7. De rechtbank overweegt dat in een Dublinprocedure niet wordt toegekomen aan de vraag of eiser in aanmerking komt voor een verblijfsvergunning vanwege het doen van aangifte van mensenhandel. De rechtbank verwijst in dit verband naar de uitspraak van de Afdeling bestuursrecht van de Raad van State (ABRvS) van 21 december 20181. De aangifte mensenhandel en het beklag tegen de beslissing van de Officier van Justitie over de aangifte hebben in feite dus geen invloed op de vaststelling van de verantwoordelijke lidstaat voor de behandeling van het asielverzoek van eiser. Dat de aangifte mogelijk gevolgen gaat hebben voor het verblijfsrecht van eiser in Nederland, maakt de vaststelling van de verantwoordelijke lidstaat niet anders. Het gaat in deze procedure immers alleen over de vraag welk land verantwoordelijk is voor de inhoudelijke behandeling van de asielaanvraag van eiser. De daadwerkelijke overdracht van eiser van het grondgebied van Nederland is nu (nog) niet aan de orde.

**OPGESLAGEN GEGEVENS**:
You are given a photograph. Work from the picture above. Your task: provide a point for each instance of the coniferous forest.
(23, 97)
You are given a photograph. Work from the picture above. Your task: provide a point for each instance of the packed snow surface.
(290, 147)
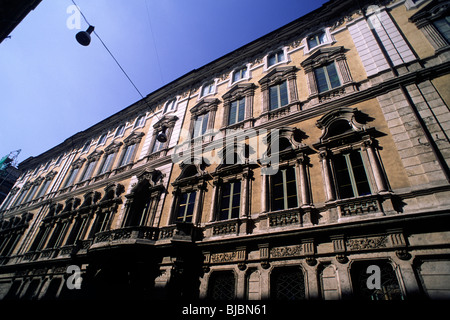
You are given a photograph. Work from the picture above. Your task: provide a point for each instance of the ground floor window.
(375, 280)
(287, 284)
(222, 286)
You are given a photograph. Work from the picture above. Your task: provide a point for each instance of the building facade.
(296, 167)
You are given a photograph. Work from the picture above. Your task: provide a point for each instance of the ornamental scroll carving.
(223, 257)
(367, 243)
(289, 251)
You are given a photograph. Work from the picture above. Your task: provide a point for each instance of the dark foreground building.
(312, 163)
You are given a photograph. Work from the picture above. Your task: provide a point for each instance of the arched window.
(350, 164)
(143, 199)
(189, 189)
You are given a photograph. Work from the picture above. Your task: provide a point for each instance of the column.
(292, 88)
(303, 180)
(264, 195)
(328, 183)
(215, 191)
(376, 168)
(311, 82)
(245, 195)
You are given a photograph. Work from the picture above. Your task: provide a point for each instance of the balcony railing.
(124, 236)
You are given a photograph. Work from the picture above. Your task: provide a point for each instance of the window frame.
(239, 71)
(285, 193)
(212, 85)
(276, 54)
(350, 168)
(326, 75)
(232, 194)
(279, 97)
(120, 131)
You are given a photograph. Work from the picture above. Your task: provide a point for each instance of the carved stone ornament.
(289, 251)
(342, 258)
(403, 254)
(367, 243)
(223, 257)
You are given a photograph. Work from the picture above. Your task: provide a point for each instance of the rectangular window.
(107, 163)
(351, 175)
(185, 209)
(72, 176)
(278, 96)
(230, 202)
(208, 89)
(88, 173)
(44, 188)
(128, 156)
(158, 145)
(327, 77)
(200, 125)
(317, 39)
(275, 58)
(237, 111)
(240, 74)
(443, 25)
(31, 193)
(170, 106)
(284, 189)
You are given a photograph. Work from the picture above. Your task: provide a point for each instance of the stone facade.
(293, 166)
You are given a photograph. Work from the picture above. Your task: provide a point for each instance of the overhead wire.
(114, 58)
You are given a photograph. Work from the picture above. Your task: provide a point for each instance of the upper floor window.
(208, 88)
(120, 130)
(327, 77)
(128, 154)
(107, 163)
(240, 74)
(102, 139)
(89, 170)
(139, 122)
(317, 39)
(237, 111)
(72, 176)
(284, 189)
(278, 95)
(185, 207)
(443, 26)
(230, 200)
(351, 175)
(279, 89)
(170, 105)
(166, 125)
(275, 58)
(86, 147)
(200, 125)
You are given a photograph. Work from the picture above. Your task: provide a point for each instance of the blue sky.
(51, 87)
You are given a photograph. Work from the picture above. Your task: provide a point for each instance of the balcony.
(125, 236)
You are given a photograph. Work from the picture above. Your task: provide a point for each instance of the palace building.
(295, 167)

--

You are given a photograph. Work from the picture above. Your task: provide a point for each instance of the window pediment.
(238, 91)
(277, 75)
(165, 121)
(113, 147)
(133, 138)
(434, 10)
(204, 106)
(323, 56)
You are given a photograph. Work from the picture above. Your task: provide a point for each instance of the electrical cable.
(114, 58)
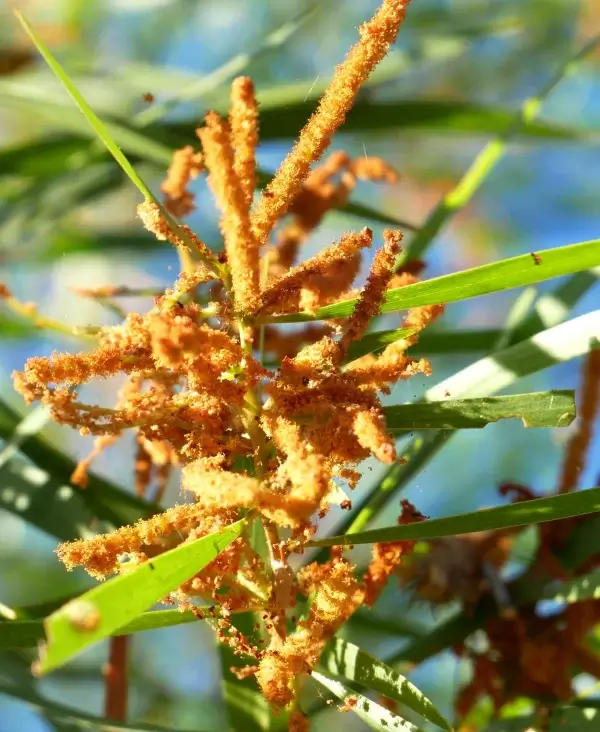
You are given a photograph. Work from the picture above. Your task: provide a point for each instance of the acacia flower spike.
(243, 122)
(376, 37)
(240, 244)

**UIT TE VOEREN TAKEN**:
1) Waar gaat het volgens het tekstfragment over de Dublinprocedure alleen over in deze procedure?
2) Ga verder met het tekstfragment over de Dublinprocedure, direct na de laatste zin.

**LIJST MET ANTWOORDEN**:
1) Over de vraag welk land verantwoordelijk is voor de inhoudelijke behandeling van de asielaanvraag van eiser.

2)
8. Eiser heeft gewezen op de verplichtingen in de Mensenhandelrichtlijnen en op het arrest Rantsev van het Europees Hof voor de Rechten van de Mens van 7 juli 20102. De Mensenhandelrichtlijnen en het arrest Rantsev leiden niet tot een ander oordeel. Op grond van de huidige stand van zaken rond eisers aangifte moet het er namelijk voor worden gehouden dat de Officier van Justitie van oordeel is dat eiser niet aangemerkt kan worden als slachtoffer van mensenhandel.
9. Verweerder stelt zich verder in redelijkheid op het standpunt dat de wens van eiser om het beklag tegen de beslissing van de Officier van Justitie en het bezwaar tegen de weigering van de B8-vergunning in Nederland af te mogen wachten geen individuele bijzondere omstandigheid is op grond waarvan verweerder de asielaanvraag van eiser aan zich had moeten trekken.
10. Verweerder heeft zich daarnaast in redelijkheid op het standpunt mogen stellen dat er geen aanleiding is om de asielaanvraag op grond van artikel 17, eerste lid, van de Dublinverordening in behandeling te nemen omdat eiser stelt psychische klachten te hebben. Verweerder heeft er terecht op gewezen dat eiser geen medische documenten heeft overgelegd ter onderbouwing van zijn psychische klachten.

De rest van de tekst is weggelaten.